Records supplied:
________________________________________
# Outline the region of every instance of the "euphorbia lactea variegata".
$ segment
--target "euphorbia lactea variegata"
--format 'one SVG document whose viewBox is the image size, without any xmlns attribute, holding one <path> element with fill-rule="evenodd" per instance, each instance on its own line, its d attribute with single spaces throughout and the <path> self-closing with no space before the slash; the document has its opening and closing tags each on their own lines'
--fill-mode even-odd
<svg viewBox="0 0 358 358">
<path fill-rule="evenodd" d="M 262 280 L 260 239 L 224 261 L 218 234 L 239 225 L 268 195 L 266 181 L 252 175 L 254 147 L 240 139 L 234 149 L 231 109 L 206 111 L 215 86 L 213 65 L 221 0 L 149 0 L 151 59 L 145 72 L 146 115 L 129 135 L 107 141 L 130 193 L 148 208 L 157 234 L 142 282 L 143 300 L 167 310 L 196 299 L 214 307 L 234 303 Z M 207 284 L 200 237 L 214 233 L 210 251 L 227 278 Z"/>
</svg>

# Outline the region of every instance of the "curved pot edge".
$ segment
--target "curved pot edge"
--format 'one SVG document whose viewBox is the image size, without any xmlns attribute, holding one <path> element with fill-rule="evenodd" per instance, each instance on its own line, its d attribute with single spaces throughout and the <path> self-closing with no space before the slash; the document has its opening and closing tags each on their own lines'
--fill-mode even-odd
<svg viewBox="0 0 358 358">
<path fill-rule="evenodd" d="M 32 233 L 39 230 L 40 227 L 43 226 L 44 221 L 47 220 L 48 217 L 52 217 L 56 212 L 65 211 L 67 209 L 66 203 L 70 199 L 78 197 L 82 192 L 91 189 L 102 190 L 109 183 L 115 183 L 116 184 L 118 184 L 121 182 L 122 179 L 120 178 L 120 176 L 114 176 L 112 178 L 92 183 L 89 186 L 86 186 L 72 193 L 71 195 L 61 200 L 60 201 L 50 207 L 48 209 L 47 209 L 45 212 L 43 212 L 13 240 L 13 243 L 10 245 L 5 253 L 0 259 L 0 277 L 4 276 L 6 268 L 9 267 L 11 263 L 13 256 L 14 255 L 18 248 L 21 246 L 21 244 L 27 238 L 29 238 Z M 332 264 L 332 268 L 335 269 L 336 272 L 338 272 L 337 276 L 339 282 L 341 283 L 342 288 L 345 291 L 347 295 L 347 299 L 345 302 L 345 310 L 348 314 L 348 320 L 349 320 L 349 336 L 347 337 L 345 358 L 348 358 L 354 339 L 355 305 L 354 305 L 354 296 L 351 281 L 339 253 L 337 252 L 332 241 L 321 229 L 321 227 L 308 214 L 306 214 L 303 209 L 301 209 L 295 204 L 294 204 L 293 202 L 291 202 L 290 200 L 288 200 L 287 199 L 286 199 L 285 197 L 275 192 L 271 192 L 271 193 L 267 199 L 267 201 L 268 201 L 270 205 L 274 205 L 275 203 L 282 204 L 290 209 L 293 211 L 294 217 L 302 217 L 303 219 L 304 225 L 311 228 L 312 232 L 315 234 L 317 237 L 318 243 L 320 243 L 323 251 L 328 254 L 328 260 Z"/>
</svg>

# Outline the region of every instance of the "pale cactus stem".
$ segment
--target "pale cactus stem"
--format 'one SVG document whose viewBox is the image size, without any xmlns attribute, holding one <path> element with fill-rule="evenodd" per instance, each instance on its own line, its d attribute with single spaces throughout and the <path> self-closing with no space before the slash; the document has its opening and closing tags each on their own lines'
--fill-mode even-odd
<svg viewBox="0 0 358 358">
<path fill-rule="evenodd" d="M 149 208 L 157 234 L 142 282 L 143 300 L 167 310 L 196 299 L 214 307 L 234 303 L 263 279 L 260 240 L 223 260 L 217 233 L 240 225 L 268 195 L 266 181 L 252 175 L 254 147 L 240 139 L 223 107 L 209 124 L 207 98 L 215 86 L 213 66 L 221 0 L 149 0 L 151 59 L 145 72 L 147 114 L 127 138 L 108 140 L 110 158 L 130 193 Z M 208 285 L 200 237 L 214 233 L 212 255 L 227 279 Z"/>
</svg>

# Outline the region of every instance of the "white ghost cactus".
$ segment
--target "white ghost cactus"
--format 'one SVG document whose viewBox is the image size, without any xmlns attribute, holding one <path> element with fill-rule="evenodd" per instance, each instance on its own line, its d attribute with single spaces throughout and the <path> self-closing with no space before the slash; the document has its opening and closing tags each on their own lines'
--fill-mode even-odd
________________________________________
Exercise details:
Return all of the data exactly as it reads.

Final result:
# Outline the region of every instance of the "euphorbia lactea variegata".
$ segment
--target "euphorbia lactea variegata"
--format 'one SVG document whose viewBox is the image size, without any xmlns attribute, holding one <path> element with fill-rule="evenodd" per instance, each instance on its own line, its d attribute with single spaces throughout and the <path> self-closing with no space before the slash; the document has its opening and closing tags each on their own lines'
--fill-mode even-odd
<svg viewBox="0 0 358 358">
<path fill-rule="evenodd" d="M 262 280 L 260 239 L 224 261 L 218 234 L 239 225 L 268 195 L 266 181 L 252 175 L 254 147 L 240 139 L 234 149 L 231 109 L 206 111 L 215 86 L 213 65 L 221 0 L 149 0 L 151 59 L 145 72 L 146 115 L 129 135 L 107 141 L 130 193 L 148 208 L 157 234 L 142 282 L 143 300 L 167 310 L 196 299 L 214 307 L 234 303 Z M 207 284 L 200 237 L 214 233 L 210 251 L 227 278 Z"/>
</svg>

# Outline the region of every instance of the "curved pot edge".
$ segment
--target "curved pot edge"
--format 'one SVG document whose viewBox is the image size, without any xmlns attribute, holding one <path> element with fill-rule="evenodd" per instance, each instance on its own line, its d attribute with single spaces throughout and the <path> self-closing with no space before the slash; the document has its opening and closing tags each on their own lines'
--fill-mode even-odd
<svg viewBox="0 0 358 358">
<path fill-rule="evenodd" d="M 32 233 L 39 230 L 40 227 L 43 226 L 44 221 L 47 220 L 48 217 L 52 217 L 56 212 L 65 211 L 67 209 L 66 203 L 70 199 L 78 197 L 82 192 L 91 189 L 102 190 L 109 183 L 115 183 L 116 184 L 118 184 L 121 182 L 122 179 L 120 178 L 120 176 L 114 176 L 112 178 L 92 183 L 89 186 L 86 186 L 72 193 L 71 195 L 61 200 L 60 201 L 50 207 L 48 209 L 47 209 L 45 212 L 43 212 L 13 240 L 13 243 L 10 245 L 5 253 L 0 259 L 0 277 L 4 276 L 6 268 L 9 267 L 11 263 L 13 256 L 14 255 L 18 248 L 21 246 L 21 244 L 27 238 L 29 238 Z M 332 264 L 332 268 L 335 269 L 336 272 L 338 272 L 337 276 L 339 282 L 341 283 L 342 288 L 345 291 L 347 295 L 347 299 L 345 302 L 345 310 L 348 314 L 348 320 L 349 320 L 349 336 L 347 337 L 345 358 L 348 358 L 354 339 L 355 305 L 354 305 L 354 296 L 351 281 L 339 253 L 337 252 L 332 241 L 321 229 L 321 227 L 308 214 L 306 214 L 303 209 L 301 209 L 295 204 L 294 204 L 293 202 L 291 202 L 290 200 L 288 200 L 287 199 L 286 199 L 285 197 L 275 192 L 271 192 L 271 193 L 267 199 L 267 201 L 268 201 L 270 205 L 274 205 L 275 203 L 282 204 L 290 209 L 293 211 L 294 217 L 302 217 L 303 219 L 304 225 L 311 228 L 312 232 L 315 234 L 317 237 L 318 243 L 320 243 L 323 251 L 328 254 L 328 260 Z"/>
</svg>

# Outline the region of every instance of the "pale cactus stem".
$ segment
--target "pale cactus stem"
--format 'one SVG document whose viewBox is the image size, without any xmlns attribute, holding one <path> element with fill-rule="evenodd" per instance, each instance on its own line, its d attribute with single spaces throughout and the <path> self-closing with no space before the slash; the document has its opening and closing tags each on their own lines'
--fill-mode even-odd
<svg viewBox="0 0 358 358">
<path fill-rule="evenodd" d="M 149 208 L 157 234 L 142 282 L 143 300 L 167 310 L 196 299 L 214 307 L 234 303 L 263 279 L 260 240 L 223 260 L 217 233 L 240 225 L 268 195 L 266 181 L 252 175 L 254 147 L 240 139 L 223 107 L 209 124 L 207 98 L 215 86 L 213 66 L 221 0 L 149 0 L 151 59 L 145 72 L 147 114 L 127 138 L 108 140 L 110 158 L 130 193 Z M 208 285 L 200 237 L 214 233 L 212 255 L 227 279 Z"/>
</svg>

# Outline the region of every instance of the "white ghost cactus".
$ segment
--target "white ghost cactus"
--format 'one SVG document whose viewBox is the image size, without any xmlns attribute, holding one <path> element with fill-rule="evenodd" per instance, each instance on its own line, its d attribute with single spaces throughout and the <path> self-closing with no space before the slash; the document has its opening and closing tags each on their own lines'
--fill-mode even-odd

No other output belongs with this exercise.